**PASSAGE TO READ**.

Computer aids for automatic physical design of digital systems. Algorithms for partitioning, placement, wire routing, layout compaction, etc. Programming competence required.

Concepts, methods, and technology for effective verification of complex systems. Coverage metrics, event- and assertion-based verification, and formal methods including model checking and logical equivalence checking. Testing strategies, architecting testbenches, and design for verification.

Topics include: 1) propagating and radiating modes in dielectric waveguides; 2) circular waveguides-fibers; 3) modes in fibers; 4) single mode fibers; 5) Raleigh and Raman effects and losses in fibers; and 6) practical experiments in laboratory.

Fourier transforming and imaging properties of lenses. 2-D linear systems. Frequency analysis. 2-D information processing, synthetic aperture radar, planar and volume holography and applications. Bragg diffraction, optical memory and photonics in computing systems.

Topics include: 1) wave propagation in anisotropic media, 2) index modulation tensors, 3) bifringent toptical systems, 4) periodic media, 5) acousto-optics, 6) electro-optic effects, 7) second harmonic generation, 8) phase conjugation, and 9) nonlinear optics.

Review of quantum mechanics, review of light propagation theory. Interaction of light and atoms and electrons. Rate equations. Mode locking and Q. switching, gas, solid-state and semiconductor lasers, laboratory experiments/demonstrations.

Exploration of a problem, or problems, in depth. Individual independent study upon a plan submitted by the student. Admission by consent of supervising instructor(s) and the department.

Topics vary and represent current interests in electrical engineering. Each offering has a graduate-level prerequisite.

Advanced and current topics in electromagnetic theory. Topics vary each term. May include: array theory, electromagnetic compatibility, numerical methods, propagation and radiation in ionized media, moving media, and random media.

Modern methods for solving electromagnetic field problems. Equivalence theorems, Green's function techniques, integral equations, variational solutions and transform solutions.

Optical and optoelectronic properties of semiconductors. Applications to lasers, lamps, photodetectors, and solar cells.

Modern methods for analyzing the quantum normal modes of materials in the solid state and their technological applications. May be repeated for credit with instructor's consent.

Hypothesis testing and parameter estimation. Series representation of random processes. Detection and estimation of known signals in white and nonwhite Gaussian noise. Detection of signals with unwanted parameters.

Models for linear systems and stochastic processes, estimation techniques, Kalman filter derivation using innovations and Bayesian approaches, Kalman filter for Gauss-Markov model, Kalman filter design methodology, extended Kalman filters.

Typical topics: spread-spectrum techniques, synchronous communications, signal theory, spectral estimation, radar and sonar applications of detection and estimation theory.

Exploration of a problem, or problems, in depth. Individual independent study upon a plan submitted by the student. Admission by permission of supervising instructor or instructor and the department.

Participation in a discipline or subject related experience. Student must be evaluated by written or oral reports or an examination. Permission in advance with the consent of the department chairperson, instructor, and dean. Limited to those in good academic standing.

Exploration of a problem, or problems, in depth. Individual independent study upon a plan submitted by the student. Admission by consent of supervising instructor(s) and the department.

Independent investigation or original research on an engineering problem under supervision of member of the faculty. Credit to be arranged.

An engineering investigation or the analysis and evaluation of a journal paper. A written report is required in accordance with current departmental guidelines. Required of all students electing the nonthesis option for the master's degree.

Independent investigation on a topic of interest under supervision of a member of the Graduate School faculty. Credits to be arranged.

Research work on a doctoral dissertation under the supervision of a member of the Graduate School faculty. Credits to be arranged.

**DATA BELOW**.
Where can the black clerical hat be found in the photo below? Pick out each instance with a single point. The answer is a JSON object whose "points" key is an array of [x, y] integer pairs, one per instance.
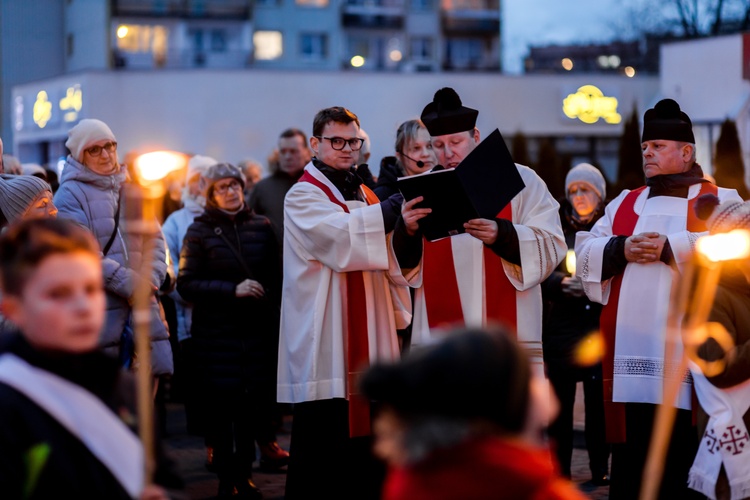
{"points": [[666, 121], [445, 114]]}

**TASK SET**.
1: Summarize the course descriptions in two sentences.
2: In the course descriptions, substitute "signal routing" for "wire routing" in the part that begins at the words "Computer aids for" and stops after "Programming competence required.".
The listing has no connection to the course descriptions.

**YOUR RESPONSES**.
1: The course descriptions cover subjects such as automatic physical design of digital systems, verification of complex systems, optical fibers and lenses, lasers, electromagnetic theory, semiconductors, and detection, estimation and Kalman filtering. They also describe independent study, discipline-related experience, supervised research, a written report for the nonthesis master's option, and doctoral dissertation work under faculty supervision.

2:
Computer aids for automatic physical design of digital systems. Algorithms for partitioning, placement, signal routing, layout compaction, etc. Programming competence required.